• _GOAL_
Only the lines from the one holding "Please tag the thin twig" to the end should be retyped, exactly, with both ends included and no pictures.
***
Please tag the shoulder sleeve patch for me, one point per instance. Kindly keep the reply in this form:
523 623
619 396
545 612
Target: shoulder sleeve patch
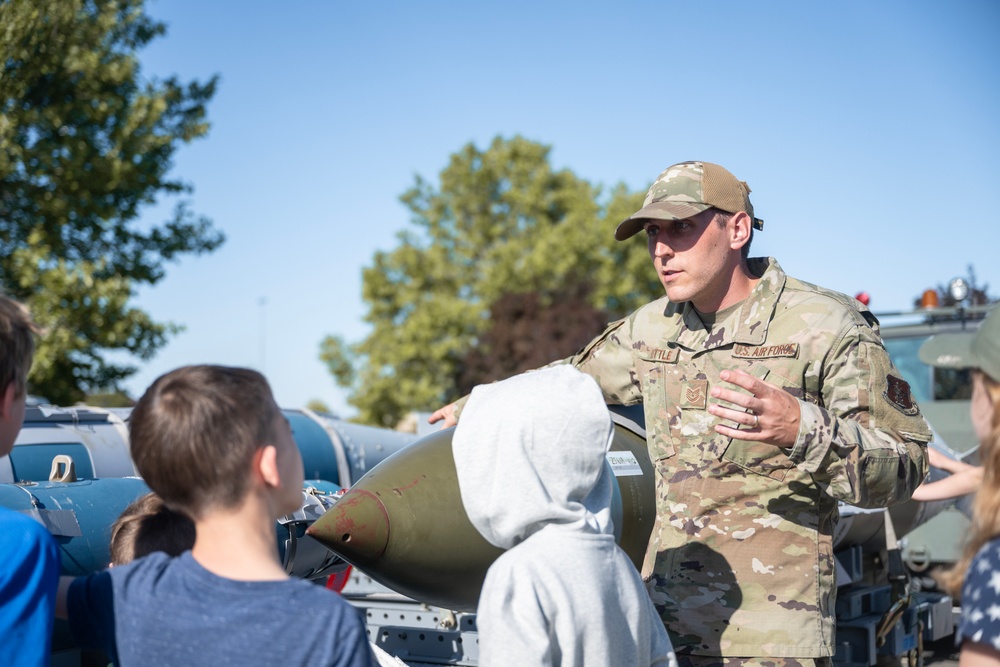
897 393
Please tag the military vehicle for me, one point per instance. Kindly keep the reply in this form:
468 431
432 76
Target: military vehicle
70 469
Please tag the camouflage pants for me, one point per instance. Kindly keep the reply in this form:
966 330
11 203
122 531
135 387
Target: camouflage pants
715 661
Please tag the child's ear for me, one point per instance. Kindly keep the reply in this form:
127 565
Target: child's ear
7 400
267 465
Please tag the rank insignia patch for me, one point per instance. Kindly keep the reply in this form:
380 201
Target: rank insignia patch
694 395
897 392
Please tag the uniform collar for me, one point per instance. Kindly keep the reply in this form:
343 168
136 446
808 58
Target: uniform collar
748 324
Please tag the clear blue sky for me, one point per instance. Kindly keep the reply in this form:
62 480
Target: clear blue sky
868 131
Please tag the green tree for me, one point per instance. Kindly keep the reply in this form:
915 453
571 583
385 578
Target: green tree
85 146
502 221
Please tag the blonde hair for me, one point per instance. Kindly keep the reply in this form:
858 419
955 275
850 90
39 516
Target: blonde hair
986 508
16 344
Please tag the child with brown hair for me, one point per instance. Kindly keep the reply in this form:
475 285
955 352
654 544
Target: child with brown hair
212 443
147 526
977 573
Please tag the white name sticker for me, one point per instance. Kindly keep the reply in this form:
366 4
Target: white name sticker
623 464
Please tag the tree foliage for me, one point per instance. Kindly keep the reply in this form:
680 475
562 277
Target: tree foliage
501 222
528 330
85 146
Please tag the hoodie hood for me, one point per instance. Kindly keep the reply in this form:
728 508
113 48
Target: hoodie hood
530 453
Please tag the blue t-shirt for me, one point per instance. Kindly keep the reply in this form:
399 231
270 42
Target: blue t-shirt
160 611
29 576
981 598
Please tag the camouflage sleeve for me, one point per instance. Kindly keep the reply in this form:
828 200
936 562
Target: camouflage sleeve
866 443
608 359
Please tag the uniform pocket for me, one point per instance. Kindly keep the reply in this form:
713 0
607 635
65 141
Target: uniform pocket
658 409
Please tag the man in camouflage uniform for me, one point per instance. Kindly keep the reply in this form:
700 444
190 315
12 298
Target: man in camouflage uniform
767 400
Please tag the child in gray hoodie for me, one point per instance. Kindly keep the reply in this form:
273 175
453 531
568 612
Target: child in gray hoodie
530 456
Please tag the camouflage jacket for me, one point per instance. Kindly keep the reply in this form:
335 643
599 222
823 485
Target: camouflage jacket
741 554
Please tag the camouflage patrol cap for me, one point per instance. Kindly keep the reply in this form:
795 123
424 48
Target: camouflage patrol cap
967 350
686 189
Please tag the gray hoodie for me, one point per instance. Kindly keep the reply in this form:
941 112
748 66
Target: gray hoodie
530 455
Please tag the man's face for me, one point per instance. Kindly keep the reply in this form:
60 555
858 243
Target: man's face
693 259
11 420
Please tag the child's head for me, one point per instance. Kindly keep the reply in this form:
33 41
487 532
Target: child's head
147 525
530 451
200 434
16 349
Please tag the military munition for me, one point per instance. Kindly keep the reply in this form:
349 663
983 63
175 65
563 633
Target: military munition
404 525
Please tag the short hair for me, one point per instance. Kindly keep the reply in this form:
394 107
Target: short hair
194 434
17 344
722 219
146 526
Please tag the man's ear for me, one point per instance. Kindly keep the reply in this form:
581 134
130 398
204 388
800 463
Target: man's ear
7 400
739 229
266 463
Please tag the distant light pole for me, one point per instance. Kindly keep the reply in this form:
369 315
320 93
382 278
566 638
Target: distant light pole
262 302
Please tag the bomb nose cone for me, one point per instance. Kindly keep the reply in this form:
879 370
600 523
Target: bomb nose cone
356 527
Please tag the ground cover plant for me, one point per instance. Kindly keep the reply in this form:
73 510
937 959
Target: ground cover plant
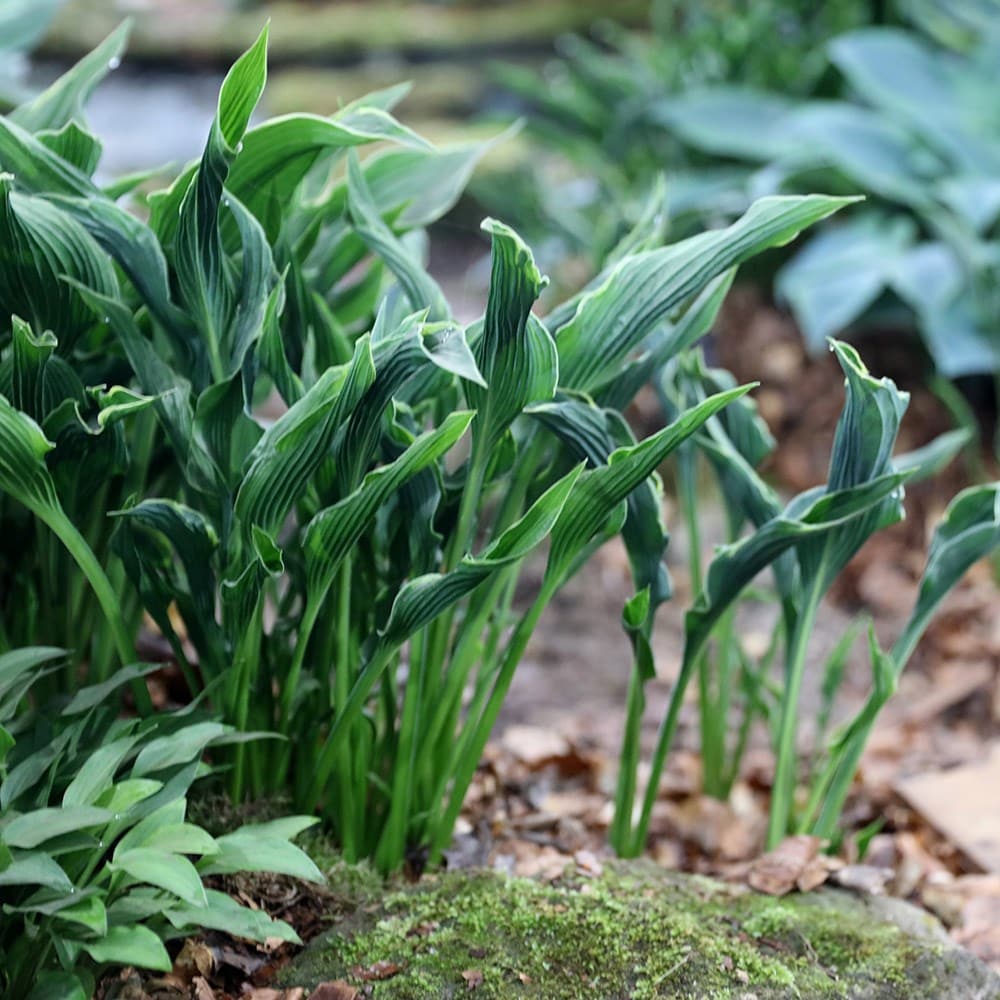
248 413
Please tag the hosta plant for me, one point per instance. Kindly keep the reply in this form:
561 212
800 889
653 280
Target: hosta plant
98 863
805 543
343 570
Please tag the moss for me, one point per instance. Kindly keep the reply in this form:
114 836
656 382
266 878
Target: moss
635 932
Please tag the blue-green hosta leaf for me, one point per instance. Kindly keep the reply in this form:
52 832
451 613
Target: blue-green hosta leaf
75 145
424 598
839 273
204 280
178 748
35 868
35 379
728 121
333 532
15 664
399 356
164 869
243 594
593 434
39 244
644 289
276 156
515 352
63 101
968 532
292 449
223 913
922 463
942 97
420 288
36 827
97 694
137 946
600 491
23 473
249 850
810 515
98 772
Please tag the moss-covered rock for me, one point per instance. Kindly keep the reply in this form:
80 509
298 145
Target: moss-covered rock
636 931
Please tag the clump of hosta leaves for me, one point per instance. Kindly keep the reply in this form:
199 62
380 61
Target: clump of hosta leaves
343 574
98 863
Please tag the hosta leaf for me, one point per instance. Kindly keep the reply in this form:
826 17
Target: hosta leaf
922 463
601 490
667 343
178 748
223 913
815 513
97 772
840 272
420 288
593 434
614 318
161 868
249 851
193 540
35 868
23 473
292 448
17 662
97 694
39 245
862 453
515 353
58 986
63 101
333 532
33 828
75 145
421 600
968 532
199 259
137 946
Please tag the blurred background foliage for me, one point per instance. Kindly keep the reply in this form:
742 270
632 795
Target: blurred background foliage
645 115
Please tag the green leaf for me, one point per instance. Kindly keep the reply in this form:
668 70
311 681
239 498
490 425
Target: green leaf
97 694
63 102
333 532
968 532
422 599
294 446
600 491
178 748
515 352
164 869
250 851
17 662
97 773
58 986
137 946
35 868
40 244
33 828
640 292
223 913
420 288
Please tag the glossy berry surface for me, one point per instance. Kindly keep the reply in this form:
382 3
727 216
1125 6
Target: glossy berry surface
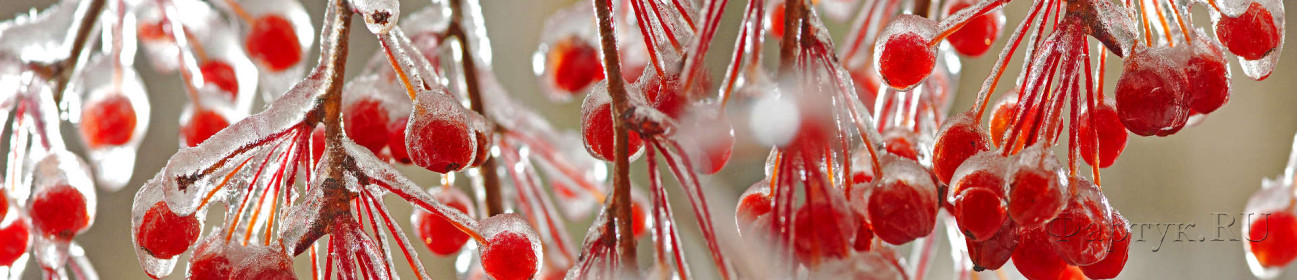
1151 97
576 64
905 60
366 123
903 204
1035 257
959 139
597 128
59 211
1273 239
221 74
108 122
1209 75
1036 187
13 241
201 126
1112 135
1252 35
978 33
509 256
437 233
274 43
164 233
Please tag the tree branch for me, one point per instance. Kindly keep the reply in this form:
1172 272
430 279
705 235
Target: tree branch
620 202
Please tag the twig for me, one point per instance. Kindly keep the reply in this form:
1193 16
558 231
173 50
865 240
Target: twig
490 179
620 202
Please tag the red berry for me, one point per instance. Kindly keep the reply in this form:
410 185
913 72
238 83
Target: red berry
13 241
903 56
576 64
1035 187
439 136
900 141
978 201
1209 74
822 231
274 42
978 33
1001 121
59 211
996 250
366 122
1252 35
510 256
959 139
1112 135
440 235
1116 259
597 127
318 143
221 74
164 233
1273 237
1035 258
902 206
201 125
396 140
754 204
1081 232
209 259
1151 95
108 121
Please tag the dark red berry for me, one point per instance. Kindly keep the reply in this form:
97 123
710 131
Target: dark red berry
164 233
274 43
108 121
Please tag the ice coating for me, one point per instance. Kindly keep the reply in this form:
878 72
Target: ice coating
380 16
61 169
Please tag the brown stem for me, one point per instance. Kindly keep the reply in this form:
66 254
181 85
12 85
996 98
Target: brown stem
61 71
620 202
490 179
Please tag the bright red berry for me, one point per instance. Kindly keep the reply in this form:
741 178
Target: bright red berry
1209 73
959 139
1036 187
164 233
510 256
1252 35
902 206
108 121
274 43
1112 135
201 125
366 122
13 241
1151 95
221 74
59 211
440 235
978 33
576 64
1081 232
597 127
903 55
1116 259
439 135
1273 239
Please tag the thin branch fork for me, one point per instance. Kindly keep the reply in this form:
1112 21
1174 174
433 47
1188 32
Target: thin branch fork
620 204
490 179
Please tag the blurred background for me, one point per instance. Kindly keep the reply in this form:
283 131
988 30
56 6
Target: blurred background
1184 180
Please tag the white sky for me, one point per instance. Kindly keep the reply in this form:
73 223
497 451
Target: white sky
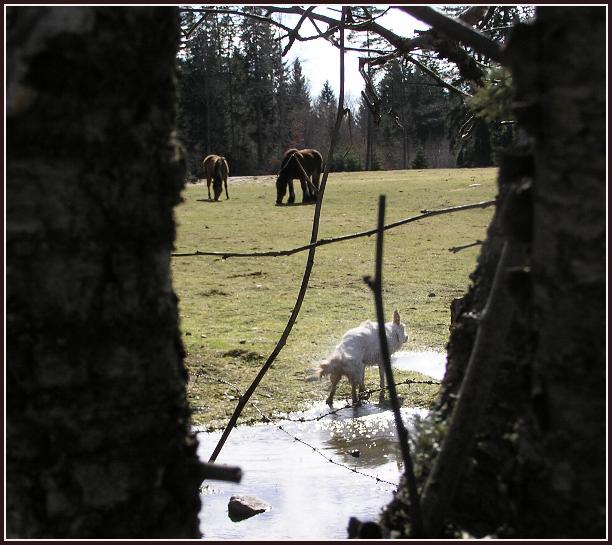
321 61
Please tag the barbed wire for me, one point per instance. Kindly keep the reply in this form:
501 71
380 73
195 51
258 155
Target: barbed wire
273 420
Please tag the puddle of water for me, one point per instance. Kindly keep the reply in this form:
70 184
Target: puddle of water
311 498
432 364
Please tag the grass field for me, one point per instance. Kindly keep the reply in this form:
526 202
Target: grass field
233 311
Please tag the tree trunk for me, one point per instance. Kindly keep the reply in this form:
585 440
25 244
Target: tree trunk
538 465
98 432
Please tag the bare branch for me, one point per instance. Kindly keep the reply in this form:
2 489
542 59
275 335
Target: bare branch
456 29
324 241
435 76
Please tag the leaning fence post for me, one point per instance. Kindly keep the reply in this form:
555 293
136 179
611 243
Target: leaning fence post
402 433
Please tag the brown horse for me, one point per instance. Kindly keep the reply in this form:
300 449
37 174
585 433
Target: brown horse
302 165
216 170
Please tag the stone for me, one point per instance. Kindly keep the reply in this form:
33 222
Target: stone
242 507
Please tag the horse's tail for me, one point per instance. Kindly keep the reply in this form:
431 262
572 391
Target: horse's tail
219 167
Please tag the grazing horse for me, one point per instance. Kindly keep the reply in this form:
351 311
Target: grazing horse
216 170
301 165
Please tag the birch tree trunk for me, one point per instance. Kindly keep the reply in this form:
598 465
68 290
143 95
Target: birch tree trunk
98 435
537 465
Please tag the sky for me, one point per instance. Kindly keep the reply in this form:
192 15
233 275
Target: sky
321 61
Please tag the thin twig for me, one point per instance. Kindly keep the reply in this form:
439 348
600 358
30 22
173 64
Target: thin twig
324 241
306 276
456 29
494 322
402 432
295 32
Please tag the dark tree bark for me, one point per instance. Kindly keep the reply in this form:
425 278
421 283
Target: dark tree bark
537 468
98 435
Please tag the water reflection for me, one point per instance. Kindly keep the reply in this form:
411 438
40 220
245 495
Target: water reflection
312 498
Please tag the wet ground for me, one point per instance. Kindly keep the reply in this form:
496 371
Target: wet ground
315 474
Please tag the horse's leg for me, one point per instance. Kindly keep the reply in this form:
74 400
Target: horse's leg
335 378
291 198
305 190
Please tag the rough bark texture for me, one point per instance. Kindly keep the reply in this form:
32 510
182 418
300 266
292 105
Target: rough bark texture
98 437
538 465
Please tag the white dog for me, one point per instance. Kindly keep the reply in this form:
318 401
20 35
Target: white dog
359 347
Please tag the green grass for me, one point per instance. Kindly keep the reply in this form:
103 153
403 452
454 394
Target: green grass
233 311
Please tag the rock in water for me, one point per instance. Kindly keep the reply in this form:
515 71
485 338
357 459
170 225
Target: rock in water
242 507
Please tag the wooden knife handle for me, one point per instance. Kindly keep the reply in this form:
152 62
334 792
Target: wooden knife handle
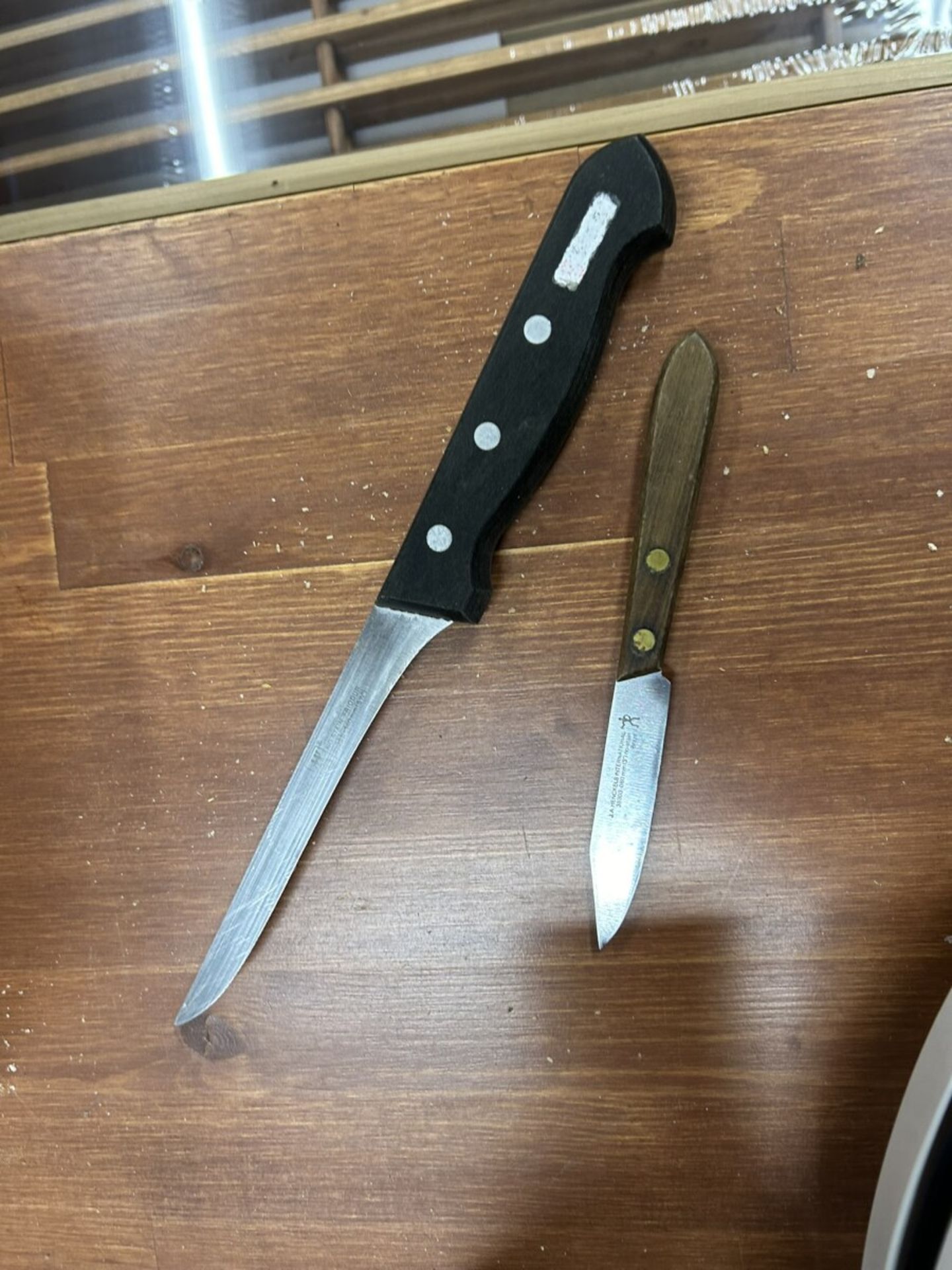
617 208
681 425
***
• _WRITTEN ANSWER_
Please tag the thin twig for me, one point per instance. Kindly keep the reply in this form:
439 348
600 358
30 22
173 64
Target: thin twig
324 241
306 276
456 29
494 322
402 432
295 32
Please tag the dark tree bark for me, one point per instance. Kindly keep the reply in this form:
425 278
421 283
Target: dark tree bark
537 468
98 435
Please tag the water reflection for me, one point per instance. Kindly keep the reply in this form:
411 438
40 220
245 495
Target: water reflection
312 498
Please tag the wet ground for me, one point per instance. Kindly keep the reply in this form:
496 371
Target: wet ground
315 474
Please tag the horse's leg for me, one point per instance. Kindly keep the reply in this form:
74 400
Target: horse's leg
335 378
291 198
305 190
Please tag the rough bark texture for me, one point per instance. Kindly keep the reply in this form:
32 510
182 418
300 266
292 105
Target: rough bark texture
98 437
538 465
Please tag the white dog for me, one point per instance. Kindly keep the reply in this form:
318 401
20 35
Target: white dog
359 347
Please tag the green grass for me, one point per instance. Kindly keep the reply in this form:
103 153
403 452
454 394
Target: green grass
233 311
Please tag the rock in water for me, one point per instance. Kindly keep the reply in this form:
515 71
485 338
357 459
170 225
Target: rock in water
242 507
Please tag the wooden knife handle for me, one point per instance. Kindly keep the reply in this form:
152 62
334 792
Target: wooden knife handle
617 208
681 425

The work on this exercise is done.